**Richiesta scritta**
Trascrivi tutti i record riportati qui sotto, riga per riga e senza alcuna modifica.

**Elenco**
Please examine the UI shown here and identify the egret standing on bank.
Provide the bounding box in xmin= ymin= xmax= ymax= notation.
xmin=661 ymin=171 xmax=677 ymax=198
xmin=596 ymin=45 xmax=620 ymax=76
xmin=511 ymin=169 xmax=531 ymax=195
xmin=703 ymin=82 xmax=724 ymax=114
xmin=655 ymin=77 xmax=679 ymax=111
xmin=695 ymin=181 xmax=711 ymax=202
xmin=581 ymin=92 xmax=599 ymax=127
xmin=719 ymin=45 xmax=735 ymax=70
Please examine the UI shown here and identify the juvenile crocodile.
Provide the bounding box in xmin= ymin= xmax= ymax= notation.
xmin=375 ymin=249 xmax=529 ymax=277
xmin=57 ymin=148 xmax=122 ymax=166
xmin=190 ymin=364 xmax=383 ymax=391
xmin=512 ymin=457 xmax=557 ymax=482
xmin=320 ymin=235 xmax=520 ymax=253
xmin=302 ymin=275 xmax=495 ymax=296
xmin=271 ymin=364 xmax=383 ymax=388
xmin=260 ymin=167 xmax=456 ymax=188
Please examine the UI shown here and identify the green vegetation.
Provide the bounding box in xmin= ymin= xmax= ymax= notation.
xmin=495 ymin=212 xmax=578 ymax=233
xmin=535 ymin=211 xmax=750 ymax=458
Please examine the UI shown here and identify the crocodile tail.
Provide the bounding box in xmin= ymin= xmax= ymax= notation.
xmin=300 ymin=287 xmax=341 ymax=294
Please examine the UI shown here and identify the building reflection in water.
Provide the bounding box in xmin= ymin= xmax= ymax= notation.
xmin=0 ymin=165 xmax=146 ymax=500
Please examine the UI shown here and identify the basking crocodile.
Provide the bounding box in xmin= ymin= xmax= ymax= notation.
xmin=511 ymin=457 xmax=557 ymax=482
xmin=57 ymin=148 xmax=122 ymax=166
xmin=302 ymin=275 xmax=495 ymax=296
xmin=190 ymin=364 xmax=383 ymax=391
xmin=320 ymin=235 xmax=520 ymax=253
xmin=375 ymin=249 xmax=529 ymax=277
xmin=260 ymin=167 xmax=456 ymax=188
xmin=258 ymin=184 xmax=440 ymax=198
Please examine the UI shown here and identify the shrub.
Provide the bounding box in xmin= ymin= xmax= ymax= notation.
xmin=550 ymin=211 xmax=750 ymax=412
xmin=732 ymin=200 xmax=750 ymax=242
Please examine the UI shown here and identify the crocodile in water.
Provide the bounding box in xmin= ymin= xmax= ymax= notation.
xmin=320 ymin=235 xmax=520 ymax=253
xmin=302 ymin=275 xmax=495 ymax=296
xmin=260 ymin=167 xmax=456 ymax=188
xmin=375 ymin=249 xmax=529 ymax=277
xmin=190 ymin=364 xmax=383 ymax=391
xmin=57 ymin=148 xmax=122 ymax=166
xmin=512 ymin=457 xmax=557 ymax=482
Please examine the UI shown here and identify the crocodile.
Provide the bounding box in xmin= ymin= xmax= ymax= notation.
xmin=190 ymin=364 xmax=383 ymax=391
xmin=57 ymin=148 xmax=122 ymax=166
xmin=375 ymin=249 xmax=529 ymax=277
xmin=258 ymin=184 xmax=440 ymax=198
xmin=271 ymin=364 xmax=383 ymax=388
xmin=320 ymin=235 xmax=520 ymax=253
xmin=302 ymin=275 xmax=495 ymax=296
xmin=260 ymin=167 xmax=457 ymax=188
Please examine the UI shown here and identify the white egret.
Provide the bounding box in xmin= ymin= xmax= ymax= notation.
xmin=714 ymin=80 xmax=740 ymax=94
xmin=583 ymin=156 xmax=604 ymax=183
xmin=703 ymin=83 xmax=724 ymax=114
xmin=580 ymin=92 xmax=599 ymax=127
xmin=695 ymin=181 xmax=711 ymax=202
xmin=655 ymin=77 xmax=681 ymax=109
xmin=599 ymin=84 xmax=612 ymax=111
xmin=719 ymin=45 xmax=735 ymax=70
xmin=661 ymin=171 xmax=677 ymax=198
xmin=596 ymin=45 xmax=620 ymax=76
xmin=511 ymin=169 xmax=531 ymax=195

**Compito svolto**
Please examine the UI shown here and identify the egret standing on bank.
Provide the bounding box in xmin= ymin= xmax= ymax= notation.
xmin=661 ymin=171 xmax=677 ymax=198
xmin=596 ymin=45 xmax=620 ymax=76
xmin=511 ymin=169 xmax=531 ymax=195
xmin=703 ymin=82 xmax=724 ymax=114
xmin=655 ymin=77 xmax=679 ymax=111
xmin=695 ymin=181 xmax=711 ymax=202
xmin=581 ymin=92 xmax=599 ymax=127
xmin=719 ymin=45 xmax=735 ymax=70
Please examine the UI shown here and identify the juvenile crocodile.
Provide the bounding box in xmin= ymin= xmax= ymax= notation.
xmin=375 ymin=249 xmax=529 ymax=277
xmin=57 ymin=148 xmax=122 ymax=166
xmin=190 ymin=364 xmax=383 ymax=391
xmin=512 ymin=457 xmax=557 ymax=482
xmin=320 ymin=235 xmax=520 ymax=253
xmin=302 ymin=275 xmax=495 ymax=296
xmin=271 ymin=364 xmax=383 ymax=388
xmin=260 ymin=167 xmax=456 ymax=188
Please examine the UI shown here and identify the green vegetation.
Provide the bounding box in xmin= ymin= xmax= ymax= notation.
xmin=495 ymin=212 xmax=578 ymax=233
xmin=535 ymin=211 xmax=750 ymax=458
Please examine the UI shown here and identify the crocodile tail.
Provide the bounding box in xmin= ymin= xmax= ymax= notation.
xmin=300 ymin=287 xmax=341 ymax=294
Please examine the UI shown here and identify the building reflection in water.
Provide the bounding box in xmin= ymin= xmax= ymax= notation.
xmin=0 ymin=165 xmax=146 ymax=500
Please examine the UI shown here and identify the basking crocodile.
Provide the bounding box in xmin= ymin= xmax= ymax= notation.
xmin=511 ymin=457 xmax=557 ymax=482
xmin=57 ymin=148 xmax=122 ymax=166
xmin=302 ymin=275 xmax=495 ymax=296
xmin=190 ymin=364 xmax=383 ymax=391
xmin=320 ymin=235 xmax=520 ymax=253
xmin=375 ymin=249 xmax=529 ymax=277
xmin=260 ymin=167 xmax=456 ymax=188
xmin=258 ymin=184 xmax=440 ymax=198
Please examine the UI shown here and identify the shrub.
Provide the bounding box in xmin= ymin= xmax= ymax= notation.
xmin=550 ymin=211 xmax=750 ymax=412
xmin=732 ymin=200 xmax=750 ymax=242
Please examine the UI shown here and identify the crocodile in water.
Provide the bounding box in xmin= ymin= xmax= ymax= notation.
xmin=320 ymin=235 xmax=520 ymax=253
xmin=302 ymin=275 xmax=495 ymax=296
xmin=260 ymin=167 xmax=456 ymax=188
xmin=375 ymin=249 xmax=529 ymax=277
xmin=190 ymin=364 xmax=383 ymax=391
xmin=57 ymin=148 xmax=122 ymax=166
xmin=512 ymin=457 xmax=557 ymax=482
Please examine the UI shown here and identify the crocodile.
Provide the bounding box in xmin= ymin= xmax= ymax= notation.
xmin=190 ymin=364 xmax=383 ymax=391
xmin=57 ymin=148 xmax=122 ymax=166
xmin=375 ymin=249 xmax=529 ymax=277
xmin=258 ymin=184 xmax=440 ymax=198
xmin=271 ymin=364 xmax=383 ymax=388
xmin=320 ymin=235 xmax=520 ymax=253
xmin=302 ymin=275 xmax=495 ymax=296
xmin=260 ymin=167 xmax=457 ymax=188
Please examine the UI shown here and identify the white egret.
Provide the bounding box in xmin= ymin= xmax= ymax= notation.
xmin=714 ymin=80 xmax=740 ymax=94
xmin=583 ymin=156 xmax=604 ymax=183
xmin=703 ymin=83 xmax=724 ymax=114
xmin=580 ymin=92 xmax=599 ymax=127
xmin=695 ymin=181 xmax=711 ymax=202
xmin=655 ymin=77 xmax=681 ymax=109
xmin=599 ymin=84 xmax=612 ymax=111
xmin=719 ymin=45 xmax=735 ymax=70
xmin=661 ymin=171 xmax=677 ymax=198
xmin=596 ymin=45 xmax=620 ymax=76
xmin=511 ymin=169 xmax=531 ymax=195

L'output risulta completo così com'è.